| Provided entries |
--

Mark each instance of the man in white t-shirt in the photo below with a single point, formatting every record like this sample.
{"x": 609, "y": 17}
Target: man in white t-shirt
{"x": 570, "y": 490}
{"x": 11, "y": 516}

--

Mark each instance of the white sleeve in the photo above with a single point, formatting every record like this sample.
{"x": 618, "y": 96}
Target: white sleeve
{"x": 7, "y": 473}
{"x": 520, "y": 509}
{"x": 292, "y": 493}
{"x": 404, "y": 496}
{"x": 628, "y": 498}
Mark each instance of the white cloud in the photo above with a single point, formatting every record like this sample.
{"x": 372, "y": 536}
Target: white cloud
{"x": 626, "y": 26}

--

| Task description |
How many lines of the listing above contain the word "sleeve"? Reply with only the number.

| Written response |
2